=== Working data ===
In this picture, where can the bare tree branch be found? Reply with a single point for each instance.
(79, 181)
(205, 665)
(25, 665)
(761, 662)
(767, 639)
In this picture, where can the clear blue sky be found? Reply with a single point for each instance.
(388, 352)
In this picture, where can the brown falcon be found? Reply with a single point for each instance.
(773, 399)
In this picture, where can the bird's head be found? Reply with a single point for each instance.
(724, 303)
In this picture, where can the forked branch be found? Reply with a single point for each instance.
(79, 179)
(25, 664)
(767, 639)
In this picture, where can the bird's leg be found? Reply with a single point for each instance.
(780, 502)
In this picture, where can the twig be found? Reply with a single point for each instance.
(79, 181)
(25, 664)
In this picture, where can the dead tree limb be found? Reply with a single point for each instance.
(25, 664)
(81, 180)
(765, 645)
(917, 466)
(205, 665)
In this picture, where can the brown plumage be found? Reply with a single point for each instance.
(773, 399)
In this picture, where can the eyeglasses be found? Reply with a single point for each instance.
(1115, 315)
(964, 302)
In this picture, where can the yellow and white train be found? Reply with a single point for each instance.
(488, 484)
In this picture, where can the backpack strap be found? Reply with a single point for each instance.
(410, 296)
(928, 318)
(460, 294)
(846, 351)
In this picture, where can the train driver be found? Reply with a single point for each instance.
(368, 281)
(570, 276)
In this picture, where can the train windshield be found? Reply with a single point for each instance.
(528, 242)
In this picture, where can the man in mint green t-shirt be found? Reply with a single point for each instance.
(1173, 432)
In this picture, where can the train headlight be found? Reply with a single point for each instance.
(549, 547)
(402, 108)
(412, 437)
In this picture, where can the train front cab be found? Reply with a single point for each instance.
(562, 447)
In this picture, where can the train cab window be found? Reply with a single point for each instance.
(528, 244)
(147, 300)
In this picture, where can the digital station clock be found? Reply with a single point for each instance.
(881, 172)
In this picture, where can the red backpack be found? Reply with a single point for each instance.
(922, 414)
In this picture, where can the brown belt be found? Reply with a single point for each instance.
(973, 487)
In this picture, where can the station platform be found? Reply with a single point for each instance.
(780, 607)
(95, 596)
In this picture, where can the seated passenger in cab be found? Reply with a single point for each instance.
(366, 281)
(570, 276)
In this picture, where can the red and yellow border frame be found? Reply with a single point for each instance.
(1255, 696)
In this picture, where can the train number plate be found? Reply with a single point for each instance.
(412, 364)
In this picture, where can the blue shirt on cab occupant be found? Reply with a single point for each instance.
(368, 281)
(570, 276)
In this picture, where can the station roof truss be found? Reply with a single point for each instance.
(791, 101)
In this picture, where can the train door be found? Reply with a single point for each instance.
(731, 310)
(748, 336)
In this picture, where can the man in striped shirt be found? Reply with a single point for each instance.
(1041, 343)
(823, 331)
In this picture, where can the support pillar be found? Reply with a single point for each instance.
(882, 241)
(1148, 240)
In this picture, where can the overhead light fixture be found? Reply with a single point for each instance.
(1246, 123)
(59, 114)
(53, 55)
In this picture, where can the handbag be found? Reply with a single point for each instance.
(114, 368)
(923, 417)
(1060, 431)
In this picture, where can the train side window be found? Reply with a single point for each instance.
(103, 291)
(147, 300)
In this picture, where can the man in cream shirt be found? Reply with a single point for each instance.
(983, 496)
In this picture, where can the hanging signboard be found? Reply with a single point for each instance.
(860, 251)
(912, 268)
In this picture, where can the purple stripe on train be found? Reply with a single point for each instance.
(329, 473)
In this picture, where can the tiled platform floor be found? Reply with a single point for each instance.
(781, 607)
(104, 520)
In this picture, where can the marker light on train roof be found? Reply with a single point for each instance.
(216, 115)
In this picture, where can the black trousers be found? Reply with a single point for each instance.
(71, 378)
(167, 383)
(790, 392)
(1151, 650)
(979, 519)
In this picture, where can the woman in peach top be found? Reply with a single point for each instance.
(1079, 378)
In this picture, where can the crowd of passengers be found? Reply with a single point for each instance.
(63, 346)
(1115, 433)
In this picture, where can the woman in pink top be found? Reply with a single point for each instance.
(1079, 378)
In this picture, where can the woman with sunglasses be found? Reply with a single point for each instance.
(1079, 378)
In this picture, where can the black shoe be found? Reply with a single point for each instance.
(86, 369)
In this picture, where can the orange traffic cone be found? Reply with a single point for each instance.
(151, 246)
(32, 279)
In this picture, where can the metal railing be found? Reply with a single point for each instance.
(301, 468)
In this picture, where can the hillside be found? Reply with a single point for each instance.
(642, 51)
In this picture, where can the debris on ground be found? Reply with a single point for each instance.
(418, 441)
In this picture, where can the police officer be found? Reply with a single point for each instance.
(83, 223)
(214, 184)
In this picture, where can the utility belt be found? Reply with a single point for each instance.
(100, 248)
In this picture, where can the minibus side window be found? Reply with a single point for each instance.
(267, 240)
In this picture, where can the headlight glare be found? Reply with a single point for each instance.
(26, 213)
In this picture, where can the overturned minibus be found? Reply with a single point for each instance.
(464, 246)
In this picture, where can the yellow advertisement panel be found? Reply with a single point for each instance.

=== Directive ===
Repeat the data precisely, line by line.

=== Output for this exercise ===
In this picture, where can the bare tree branch be found? Reply with a single point for each instance.
(79, 181)
(205, 665)
(25, 665)
(761, 662)
(767, 639)
In this picture, where can the clear blue sky be found? Reply with a single point for each instance.
(388, 352)
In this picture, where can the brown falcon be found? Reply with a single point for each instance.
(773, 399)
In this picture, where can the bird's head be found? Reply with a single point for each instance.
(724, 303)
In this picture, where can the forked branch be found? Reply with a single point for each instance.
(79, 179)
(25, 664)
(767, 639)
In this picture, where can the bird's leg be found? Reply with a single point for each instance.
(780, 502)
In this picture, where can the twig be found? Reply with a single point for each instance.
(79, 181)
(25, 664)
In this picture, where can the dead tree limb be found? Reply with a single point for each instance.
(25, 664)
(81, 180)
(765, 645)
(917, 466)
(205, 665)
In this picture, where can the brown plumage be found? Reply with a single point for each instance.
(773, 399)
In this picture, where can the eyeglasses be found? Reply with a single point for each instance.
(1115, 315)
(964, 302)
In this picture, where can the yellow and white train be found? Reply with a single point for each instance.
(488, 484)
In this picture, where can the backpack strap be found? Reply with a single point for each instance.
(410, 296)
(928, 318)
(460, 294)
(846, 351)
In this picture, where can the train driver be found? Reply with a single point for each instance.
(368, 281)
(570, 276)
In this picture, where can the train windshield be found? Reply with a single point for each instance.
(528, 242)
In this picture, where can the man in mint green t-shirt be found? Reply with a single point for each instance.
(1173, 432)
In this picture, where can the train headlight be found? Reply with a single point for each instance.
(549, 547)
(402, 108)
(412, 437)
In this picture, where can the train front cab be found? Reply with a single point for each instance.
(562, 447)
In this picture, where can the train cab window be found? Reply with a single point for each instance.
(528, 244)
(147, 300)
In this picture, where can the digital station clock be found? Reply with a single point for each instance.
(881, 172)
In this picture, where can the red backpack be found? Reply with a single point for each instance.
(922, 414)
In this picture, where can the brown belt be found? Reply with a single point for each instance.
(973, 487)
In this picture, where can the station platform be found? Reply with a single point for each instance.
(780, 607)
(95, 596)
In this picture, where can the seated passenger in cab be found? Reply with a single point for each instance.
(366, 281)
(570, 276)
In this picture, where can the red and yellow border frame be found? Reply with a single point for each instance.
(1255, 696)
In this picture, where can the train number plate be found? Reply with a single point for each instance.
(412, 364)
In this picture, where can the blue shirt on cab occupant be found? Reply with a single point for each instance.
(368, 281)
(570, 276)
In this picture, where can the station roof truss be found? Reply with a single point for each instance.
(791, 101)
In this picture, where can the train door be found? Reply with a single point for each instance.
(731, 310)
(748, 336)
In this picture, where can the man in striped shirt be found? Reply with a single point for each instance.
(1041, 343)
(823, 331)
In this picture, where can the support pillar be found? Reply with a single point for each instance.
(882, 241)
(1148, 240)
In this picture, where can the overhead light fixture be found? Reply with a single point for each instance.
(1246, 123)
(59, 114)
(53, 55)
In this picture, where can the handbag be found? Reply with a single point for each instance.
(114, 368)
(923, 417)
(1060, 431)
In this picture, where can the train side window be found? Reply with a single point for each instance.
(103, 291)
(147, 300)
In this picture, where can the man in cream shirt be found? Reply with a single point for each instance.
(983, 496)
In this picture, where can the hanging signboard be found? Reply with a single point for each instance.
(860, 251)
(912, 268)
In this picture, where can the purple stripe on train be found? Reply with a single point for each instance.
(329, 473)
In this picture, where can the tiled platform floor be found? Reply with a single point for each instance.
(781, 607)
(104, 520)
In this picture, where can the marker light on train roof be found? Reply with a single point for each instance.
(216, 115)
In this picture, where can the black trousers be found? Reply with a single point for each instance.
(71, 378)
(167, 383)
(790, 392)
(1151, 650)
(979, 519)
In this picture, where can the woman in peach top be found? Reply with a single point for each instance.
(1079, 378)
In this picture, where can the crowd of passengers be found? Reply with a single point for each instance.
(63, 346)
(1115, 433)
In this picture, where can the woman in pink top be found? Reply with a single point for each instance.
(1079, 378)
In this picture, where can the woman with sunglasses be found? Reply with a single point for each instance.
(1079, 378)
In this picture, where can the black shoe be found? Reply with a single point for each instance.
(86, 369)
In this picture, where can the orange traffic cone be found? Reply with a single point for each instance.
(151, 246)
(32, 279)
In this picture, where can the metal railing be found? Reply with a single point for each instance.
(301, 468)
In this picture, where can the hillside be found? Reply with a single point for each instance.
(642, 51)
In this picture, where can the debris on ground be found? Reply with a single point for each instance.
(418, 441)
In this picture, where can the police officer be found? Reply with a single point for each instance.
(83, 223)
(214, 184)
In this picture, where can the utility belt be found? Reply with a single point for each instance.
(100, 248)
In this picture, where can the minibus side window be found? Reply with a single point for each instance.
(267, 240)
In this picture, where can the headlight glare be found? Reply with a single point for each instance.
(26, 213)
In this picture, where can the overturned minibus be found? Reply with a single point for each instance.
(464, 246)
In this picture, where can the yellow advertisement panel be found? Reply with a single point for each instance.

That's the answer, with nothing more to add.